**What is expected:**
Please identify each line in the entries below that contains the string "light", and copy those lines.

Raw records
————

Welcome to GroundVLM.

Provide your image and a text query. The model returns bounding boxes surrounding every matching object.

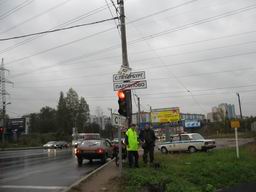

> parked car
[158,133,216,153]
[43,141,57,149]
[54,141,68,149]
[75,139,113,166]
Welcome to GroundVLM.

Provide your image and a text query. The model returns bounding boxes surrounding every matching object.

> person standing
[139,124,157,164]
[125,124,139,167]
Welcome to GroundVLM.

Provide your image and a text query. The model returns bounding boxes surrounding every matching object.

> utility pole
[236,93,243,119]
[134,94,141,128]
[0,58,12,143]
[117,0,132,127]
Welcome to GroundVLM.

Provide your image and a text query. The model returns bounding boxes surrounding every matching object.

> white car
[158,133,216,153]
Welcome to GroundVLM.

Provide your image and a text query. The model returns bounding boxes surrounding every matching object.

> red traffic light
[117,91,125,100]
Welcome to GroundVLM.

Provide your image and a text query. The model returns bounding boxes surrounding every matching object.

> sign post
[111,113,126,176]
[231,120,240,159]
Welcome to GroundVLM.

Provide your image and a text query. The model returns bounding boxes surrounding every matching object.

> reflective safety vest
[125,128,139,151]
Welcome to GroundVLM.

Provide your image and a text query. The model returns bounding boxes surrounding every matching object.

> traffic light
[117,91,127,117]
[0,127,4,134]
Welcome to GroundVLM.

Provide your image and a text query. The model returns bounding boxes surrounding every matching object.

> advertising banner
[151,107,180,123]
[185,120,201,128]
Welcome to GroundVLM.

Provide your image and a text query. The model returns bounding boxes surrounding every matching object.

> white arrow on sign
[113,71,146,82]
[112,113,126,127]
[113,80,147,91]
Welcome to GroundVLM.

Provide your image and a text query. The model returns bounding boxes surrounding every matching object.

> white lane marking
[0,185,67,190]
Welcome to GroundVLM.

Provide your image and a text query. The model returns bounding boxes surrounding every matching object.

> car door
[179,135,190,151]
[168,136,180,151]
[105,140,113,157]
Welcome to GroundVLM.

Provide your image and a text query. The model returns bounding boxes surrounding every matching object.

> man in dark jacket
[139,124,157,163]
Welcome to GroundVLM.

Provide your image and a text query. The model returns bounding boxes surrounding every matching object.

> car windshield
[47,141,56,144]
[84,134,100,140]
[82,140,101,147]
[192,134,204,140]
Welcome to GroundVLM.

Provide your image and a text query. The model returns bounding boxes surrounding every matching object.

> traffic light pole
[117,0,132,127]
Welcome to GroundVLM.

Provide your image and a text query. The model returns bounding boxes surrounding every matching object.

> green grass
[122,143,256,192]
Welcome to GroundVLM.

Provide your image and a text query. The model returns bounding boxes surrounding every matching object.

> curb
[0,147,43,151]
[62,159,115,192]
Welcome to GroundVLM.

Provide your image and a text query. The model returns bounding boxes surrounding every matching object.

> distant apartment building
[180,113,205,121]
[90,115,111,130]
[207,103,236,122]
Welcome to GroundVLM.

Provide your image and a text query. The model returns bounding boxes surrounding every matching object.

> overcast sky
[0,0,256,117]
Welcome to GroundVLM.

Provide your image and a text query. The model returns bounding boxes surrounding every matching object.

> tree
[76,97,90,132]
[39,106,57,133]
[57,91,69,134]
[65,88,79,130]
[85,122,100,133]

————

**Task solution:**
> red traffic light
> traffic light
> traffic light pole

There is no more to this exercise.